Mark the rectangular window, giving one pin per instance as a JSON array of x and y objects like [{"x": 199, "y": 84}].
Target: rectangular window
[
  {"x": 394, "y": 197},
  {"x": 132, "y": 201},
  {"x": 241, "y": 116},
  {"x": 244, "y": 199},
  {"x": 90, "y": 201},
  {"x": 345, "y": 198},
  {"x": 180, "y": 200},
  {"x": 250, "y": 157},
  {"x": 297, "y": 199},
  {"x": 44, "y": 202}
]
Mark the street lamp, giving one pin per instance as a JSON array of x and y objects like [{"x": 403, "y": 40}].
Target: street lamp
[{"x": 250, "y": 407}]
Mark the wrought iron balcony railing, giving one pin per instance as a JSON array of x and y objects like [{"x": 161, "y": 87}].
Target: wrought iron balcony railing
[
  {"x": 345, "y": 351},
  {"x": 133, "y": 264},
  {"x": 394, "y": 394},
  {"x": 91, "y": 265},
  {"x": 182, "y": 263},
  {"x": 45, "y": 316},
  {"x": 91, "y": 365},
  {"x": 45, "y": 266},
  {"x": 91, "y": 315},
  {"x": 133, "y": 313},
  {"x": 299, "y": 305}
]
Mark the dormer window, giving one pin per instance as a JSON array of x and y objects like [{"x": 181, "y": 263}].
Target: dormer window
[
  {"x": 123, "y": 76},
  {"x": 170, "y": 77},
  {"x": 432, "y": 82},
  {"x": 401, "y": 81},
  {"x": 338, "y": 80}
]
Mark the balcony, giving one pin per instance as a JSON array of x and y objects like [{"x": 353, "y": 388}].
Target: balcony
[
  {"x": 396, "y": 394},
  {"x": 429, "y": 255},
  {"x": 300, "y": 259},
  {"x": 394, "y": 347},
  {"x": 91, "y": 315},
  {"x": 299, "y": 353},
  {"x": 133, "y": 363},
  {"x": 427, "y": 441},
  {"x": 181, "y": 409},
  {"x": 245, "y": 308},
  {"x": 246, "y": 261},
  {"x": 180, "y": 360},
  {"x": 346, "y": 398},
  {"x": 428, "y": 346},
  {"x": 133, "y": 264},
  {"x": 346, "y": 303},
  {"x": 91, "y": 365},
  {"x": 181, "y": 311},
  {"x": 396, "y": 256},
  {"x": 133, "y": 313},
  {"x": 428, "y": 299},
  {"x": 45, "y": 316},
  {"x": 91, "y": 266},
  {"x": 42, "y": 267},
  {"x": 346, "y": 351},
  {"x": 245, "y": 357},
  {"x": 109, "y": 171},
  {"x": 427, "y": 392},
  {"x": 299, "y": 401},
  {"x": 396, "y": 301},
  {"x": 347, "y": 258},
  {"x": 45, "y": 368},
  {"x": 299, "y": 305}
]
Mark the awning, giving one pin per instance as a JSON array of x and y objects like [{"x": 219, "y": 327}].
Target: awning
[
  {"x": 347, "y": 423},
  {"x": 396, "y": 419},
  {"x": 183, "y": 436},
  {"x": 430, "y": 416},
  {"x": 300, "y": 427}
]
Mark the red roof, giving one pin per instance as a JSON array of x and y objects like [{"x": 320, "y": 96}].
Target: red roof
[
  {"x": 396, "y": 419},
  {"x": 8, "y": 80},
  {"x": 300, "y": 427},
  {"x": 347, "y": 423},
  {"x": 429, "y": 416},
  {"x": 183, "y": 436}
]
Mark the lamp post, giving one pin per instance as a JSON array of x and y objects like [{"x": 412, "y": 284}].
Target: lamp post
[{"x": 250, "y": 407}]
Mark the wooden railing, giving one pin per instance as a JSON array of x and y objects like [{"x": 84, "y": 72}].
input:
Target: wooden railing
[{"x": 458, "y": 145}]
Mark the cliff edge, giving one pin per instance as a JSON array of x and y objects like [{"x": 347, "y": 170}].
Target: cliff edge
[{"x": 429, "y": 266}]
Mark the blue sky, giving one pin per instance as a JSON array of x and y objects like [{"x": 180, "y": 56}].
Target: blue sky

************

▶ TASK GOAL
Copy out all of the rows above, character for character, without altering anything.

▶ FINAL RESULT
Mark the rectangular window, giving one pin per instance as a JSON array of x and y objects like [{"x": 199, "y": 84}].
Target: rectangular window
[
  {"x": 394, "y": 197},
  {"x": 132, "y": 201},
  {"x": 241, "y": 116},
  {"x": 244, "y": 199},
  {"x": 90, "y": 201},
  {"x": 345, "y": 198},
  {"x": 180, "y": 200},
  {"x": 250, "y": 157},
  {"x": 297, "y": 199},
  {"x": 44, "y": 202}
]
Mark the street lamp, giving one pin per instance as a JSON array of x and y objects like [{"x": 403, "y": 40}].
Target: street lamp
[{"x": 250, "y": 407}]
Mark the wrought iron balcony railing, giving one pin per instance as a JSON array of x and y objects like [{"x": 161, "y": 87}].
Target: wrought iron balcony railing
[
  {"x": 345, "y": 351},
  {"x": 133, "y": 264},
  {"x": 394, "y": 394},
  {"x": 91, "y": 265},
  {"x": 182, "y": 263},
  {"x": 45, "y": 316},
  {"x": 91, "y": 365},
  {"x": 45, "y": 266},
  {"x": 91, "y": 315},
  {"x": 133, "y": 313},
  {"x": 299, "y": 305}
]
Mark the dormer window, giving one pin per instance as a JSON array of x and y objects like [{"x": 181, "y": 263}].
Target: dormer window
[
  {"x": 123, "y": 76},
  {"x": 170, "y": 77},
  {"x": 432, "y": 82},
  {"x": 401, "y": 81},
  {"x": 338, "y": 80}
]
Mark the balcony, giving one pin per instance as a JSON array of x and y objects like [{"x": 353, "y": 388}].
Target: balcony
[
  {"x": 396, "y": 394},
  {"x": 429, "y": 255},
  {"x": 300, "y": 259},
  {"x": 394, "y": 347},
  {"x": 91, "y": 315},
  {"x": 299, "y": 353},
  {"x": 133, "y": 363},
  {"x": 427, "y": 441},
  {"x": 181, "y": 409},
  {"x": 245, "y": 308},
  {"x": 246, "y": 261},
  {"x": 180, "y": 360},
  {"x": 346, "y": 398},
  {"x": 428, "y": 346},
  {"x": 133, "y": 264},
  {"x": 346, "y": 303},
  {"x": 91, "y": 365},
  {"x": 181, "y": 311},
  {"x": 396, "y": 256},
  {"x": 133, "y": 313},
  {"x": 428, "y": 299},
  {"x": 45, "y": 316},
  {"x": 91, "y": 266},
  {"x": 42, "y": 267},
  {"x": 346, "y": 351},
  {"x": 245, "y": 357},
  {"x": 109, "y": 171},
  {"x": 427, "y": 392},
  {"x": 299, "y": 401},
  {"x": 396, "y": 301},
  {"x": 347, "y": 258},
  {"x": 45, "y": 368},
  {"x": 299, "y": 305}
]
Mark the awning, giving one pin per instance as a JSON array of x and y objects like [{"x": 219, "y": 327}].
Target: awning
[
  {"x": 347, "y": 423},
  {"x": 396, "y": 419},
  {"x": 183, "y": 436},
  {"x": 430, "y": 416},
  {"x": 300, "y": 427}
]
Mark the red roof, giving one pin per instance as a JSON array of x and y objects like [{"x": 320, "y": 96}].
Target: red roof
[
  {"x": 396, "y": 419},
  {"x": 8, "y": 80},
  {"x": 300, "y": 427},
  {"x": 347, "y": 423},
  {"x": 429, "y": 416},
  {"x": 183, "y": 436}
]
Mark the lamp post, giving one pin per instance as a JSON array of x and y objects like [{"x": 412, "y": 284}].
Target: lamp post
[{"x": 250, "y": 407}]
Mark the wooden railing, giving one pin per instance as a JSON array of x and y objects like [{"x": 84, "y": 72}].
input:
Target: wooden railing
[{"x": 458, "y": 145}]
Mark the cliff edge, giving one pin per instance as a JSON array of x and y objects like [{"x": 347, "y": 170}].
Target: cliff edge
[{"x": 429, "y": 266}]
Mark the blue sky, giving one pin per instance as a JSON array of x and y objects like [{"x": 180, "y": 56}].
Target: blue sky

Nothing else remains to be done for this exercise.